Document segment:
○ ○ ○ ○

A hundred years ago ….  Ok, I might be exaggerating just slightly there. Let’s begin again.

Last month (February) I shared some Fairy Dragon Eggs that Little Cobs (my grandson) and I had made together.  They were a smash hit with him and he loved them.  So much so that I thought that while he was so enchanted with them, perhaps we could make just one or maybe two more, and enclose them so that they were protected, and (more importantly) they wouldn’t get lost or damaged.  So I put my thinking cap on and came up with the perfect idea.

Little Cobs comes for a visit on Tuesdays.  We collect him from School and he comes to Cobweb Towers for a bit of fun and his tea.

So on the previous day,  (Monday),  I made two tiny eggs – one around 2.5cm tall (just under an inch) and another approximately 1.25cm (which is little bit under half an inch), which I made from Hearty air dry clay, as I wanted them to be light in weight, and quick to dry.

○ ○ ○ ○

Requests:
A – Answer these about the fairy dragon egg post, one per line:
(i) In which month were the first Fairy Dragon Eggs shared?
(ii) On which day of the week does Little Cobs visit?
(iii) What material were the two tiny eggs made from?
B – Carry on the fairy dragon egg post, starting right after its last sentence.
The data that comes next is separate material and is not part of the fairy dragon egg post.

Items from a dataset:

○ ○ ○ ○

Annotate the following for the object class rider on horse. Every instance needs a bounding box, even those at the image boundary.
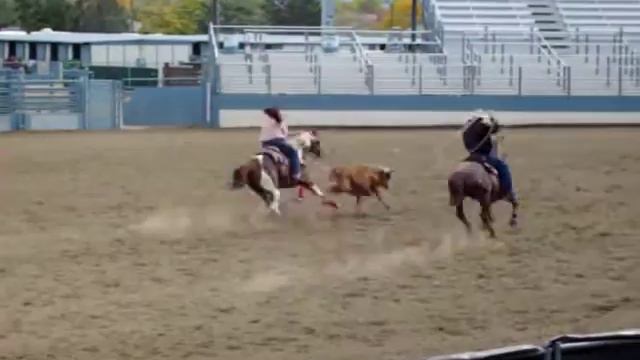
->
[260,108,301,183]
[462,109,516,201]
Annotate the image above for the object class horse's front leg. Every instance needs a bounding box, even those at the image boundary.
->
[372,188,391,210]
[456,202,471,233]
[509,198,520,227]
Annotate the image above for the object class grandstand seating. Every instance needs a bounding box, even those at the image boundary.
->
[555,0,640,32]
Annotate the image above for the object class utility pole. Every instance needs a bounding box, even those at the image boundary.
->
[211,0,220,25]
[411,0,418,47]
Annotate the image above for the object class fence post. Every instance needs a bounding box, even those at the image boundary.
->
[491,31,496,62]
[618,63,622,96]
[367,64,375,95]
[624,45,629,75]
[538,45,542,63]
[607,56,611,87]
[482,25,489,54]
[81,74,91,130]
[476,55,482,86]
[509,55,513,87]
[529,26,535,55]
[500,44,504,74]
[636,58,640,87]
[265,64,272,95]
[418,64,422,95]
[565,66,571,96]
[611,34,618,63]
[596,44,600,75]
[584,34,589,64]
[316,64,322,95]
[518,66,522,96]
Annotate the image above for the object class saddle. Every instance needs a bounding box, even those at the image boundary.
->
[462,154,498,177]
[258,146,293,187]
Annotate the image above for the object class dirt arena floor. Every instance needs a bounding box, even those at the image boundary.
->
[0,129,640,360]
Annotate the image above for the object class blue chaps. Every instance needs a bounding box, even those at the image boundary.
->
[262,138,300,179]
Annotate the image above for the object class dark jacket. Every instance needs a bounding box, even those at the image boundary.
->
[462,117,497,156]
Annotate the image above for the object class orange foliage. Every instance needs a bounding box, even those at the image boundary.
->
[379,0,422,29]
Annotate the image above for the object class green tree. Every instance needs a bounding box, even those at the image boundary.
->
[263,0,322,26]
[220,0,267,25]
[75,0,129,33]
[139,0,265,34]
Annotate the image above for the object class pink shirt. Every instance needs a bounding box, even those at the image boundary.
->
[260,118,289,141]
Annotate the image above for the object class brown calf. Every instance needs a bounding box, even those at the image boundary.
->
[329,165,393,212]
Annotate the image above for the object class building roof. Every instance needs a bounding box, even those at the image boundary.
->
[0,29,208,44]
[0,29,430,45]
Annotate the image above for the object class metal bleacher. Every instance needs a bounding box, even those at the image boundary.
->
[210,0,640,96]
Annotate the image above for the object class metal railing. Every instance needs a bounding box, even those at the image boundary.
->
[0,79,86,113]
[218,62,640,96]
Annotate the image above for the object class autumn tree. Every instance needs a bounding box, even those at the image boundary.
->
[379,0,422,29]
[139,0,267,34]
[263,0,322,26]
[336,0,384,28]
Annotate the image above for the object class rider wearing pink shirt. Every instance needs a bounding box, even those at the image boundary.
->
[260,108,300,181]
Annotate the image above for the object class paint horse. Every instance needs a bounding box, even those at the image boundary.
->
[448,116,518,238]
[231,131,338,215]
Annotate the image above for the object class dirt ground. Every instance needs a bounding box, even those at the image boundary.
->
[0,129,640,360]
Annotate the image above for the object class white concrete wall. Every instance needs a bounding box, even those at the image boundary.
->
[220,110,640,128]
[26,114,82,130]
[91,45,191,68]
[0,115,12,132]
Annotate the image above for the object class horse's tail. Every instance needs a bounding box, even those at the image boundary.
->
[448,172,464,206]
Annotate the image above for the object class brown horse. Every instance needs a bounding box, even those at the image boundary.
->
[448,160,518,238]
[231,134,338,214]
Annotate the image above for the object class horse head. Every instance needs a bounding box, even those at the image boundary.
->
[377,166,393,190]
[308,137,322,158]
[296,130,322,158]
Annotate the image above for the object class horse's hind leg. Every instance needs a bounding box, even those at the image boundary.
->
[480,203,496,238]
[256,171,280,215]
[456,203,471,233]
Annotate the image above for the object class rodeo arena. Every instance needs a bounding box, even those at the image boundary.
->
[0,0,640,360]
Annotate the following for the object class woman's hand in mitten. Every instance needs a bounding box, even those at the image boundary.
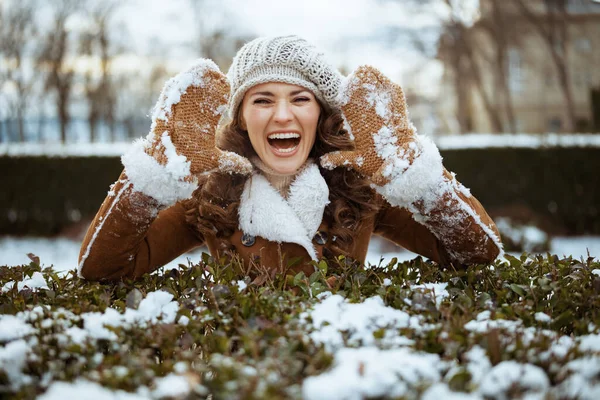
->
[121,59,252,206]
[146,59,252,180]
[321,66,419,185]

○ ○ ○ ○

Task-by-task outputs:
A –
(i) February
(ii) Tuesday
(iii) Hearty air dry clay

B –
Hearty Modelling Clay
Hearty Clay comes in a variety of colours, and they even have a super lightweight clay which would be fabulous for card adornments which have to go through the post.

The following day we went to collect him from school and, once he was safely ensconced in the car, I told him that I had got two tiny Fairy Dragons eggs in the house, and wondered if he would like to make them look amazing, since he was now considered an expert at Fairy Dragon Eggs.  He was all over the idea and didn’t stop talking about it all the way home.

He bounced into the house, hung his coat up, and was waiting at the table before I’d even managed to take my own coat off!

I stupidly didn’t bother taking photo’s of the undecorated eggs, because I thought “everyone knows what a white egg looks like” – but am now wishing that I’d have taken a photo of them,  next to a real [chicken] egg  –  so that you could see the size difference.  They looked exactly like eggs from the smallest chicken in the world!  Even the little chap said over and over how cute they were. Bless him.

I put out all the ‘Fairy Colours’ of Pinflair Buff-It, and told him to choose the ones he wanted to use.  He wanted them all.  (Thankfully I’d left the pots of ‘duller’ colours in the drawer).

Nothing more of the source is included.